___ Document section
On Friday, jurors concluded that Ellen Pao, a former junior partner at Kleiner Perkins Caufield & Byers, was neither discriminated nor retaliated against by the famed venture capital firm when she was passed over for promotions and ultimately fired.
It was a dramatic conclusion to the five-week trial of Pao, who is today the interim CEO of the site Reddit. It’s also the beginning of more discrimination lawsuits in Silicon Valley, say employment attorneys who’ve seen the same patterns across the securities, legal, and medical industries over the years and who believe the smaller, more insular, male-dominated venture industry has just been set on the same path by Pao’s high-profile case.
In fact, they say, both junior employees and their firms can learn a few things from what just happened.
Most importantly, it will never be easy, winning a discrimination claim in court. According to longtime employment attorney Gary Phelan of the East Coast firm Mitchell & Sheahan, cases today tend to feature much more subtle types of discrimination than they did 10 or 20 years ago, meaning there are “no smoking guns” typically but rather “a series of pieces that, put together, may or may not equal discrimination.”
In Pao’s case, the jury concluded that the pieces didn’t add up to a judgment against Kleiner, but that doesn’t mean discrimination based on gender didn’t play any role. “In many trials,” says Phelan, “part of it may be gender, age, race, disability, personality, performance – it’s never clearly one thing or another.” (If it were, it would likely settle before reaching a courtroom.)
Saving up material for a court battle can prove a double-edged sword, too, says Phelan, referring to the 700,000 pages of documents that Kleiner’s defense team accused Pao of having amassed over the years.
While junior partners might be inclined to record even more of their contributions in the wake of the Pao verdict, Phelan warns that clients with “lots of documentation” are “encouraging and scary at the same time. If you have a client who perceives every negative as discrimination and writes down everything, that’s not necessarily a good sign. It’s often someone who may be paranoid or someone who, by documenting everything, is perceived as trying to build a case that otherwise isn’t there.”
That doesn’t mean firms should sit back and relax for now.
Many have probably already taken a harder look at the way their partnership and employee agreements are written and whether, if they are sued, they can send a case to arbitration, where the proceedings are private and legally binding. (The arbitration agreements that Pao had signed related to Kleiner’s agreements with its limited partners, not an employment agreement with the firm. That’s why Pao was able to land the court case she wanted.)
______
___ Provided data
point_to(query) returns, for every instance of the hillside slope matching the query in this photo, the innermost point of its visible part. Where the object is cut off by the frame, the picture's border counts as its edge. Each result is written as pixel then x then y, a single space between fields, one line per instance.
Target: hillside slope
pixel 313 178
______
* [Exercise details]: Please continue the article on the Ellen Pao verdict against Kleiner Perkins, beginning after its last sentence. These lines have nothing to do with the article about the Pao verdict.

* [Exercise answer]:
Firms need also think more about their HR practices. “You have people in this industry who say they’re changing the world, and in many ways they are,” says Phelan. But “thinking that you’re dealing with much bigger things than unconscious biases and HR practices — viewing them as a nuisance — tends to work to the disadvantage of females.” (Kleiner’s lack of well-defined HR policies didn’t hurt it in the end; the next firm might not be so lucky.)
Not last, more firms will need to hire more women into their ranks, even if it takes longer than many women might like. “Kleiner won, but it hurt them, and venture firms shouldn’t conclude that they don’t have to worry about this,” says Phelan.
“Change is always incremental” but lawsuits have slowly begun to transform numerous industries over the years, including Phelan’s own. (According to the research organization Catalyst, women accounted for 22 percent of law firm partners in 2013, up from roughly 13 percent in 1995.) He says “there will be more” lawsuits that target venture firms, as well. “Once something like this case gets so much attention, people start to wake up and pursue their rights.”
Longtime employment attorney Cliff Palefsky of McGuinn, Hillsman & Palefsky in San Francisco agrees. The Pao lawsuit “has had unfortunate effect on a lot of people, including Ellen and Kleiner’s privacy and dignity,” he says. “But in terms of the debate it has created and its focus on the subtle forms of discriminations that absolutely go a long way in explaining the dearth of women in technology and venture capital, a social purpose has been served by it.”
One public lawsuit “will do more to change the environment than 100 cases that land in arbitration,” Palefsky adds.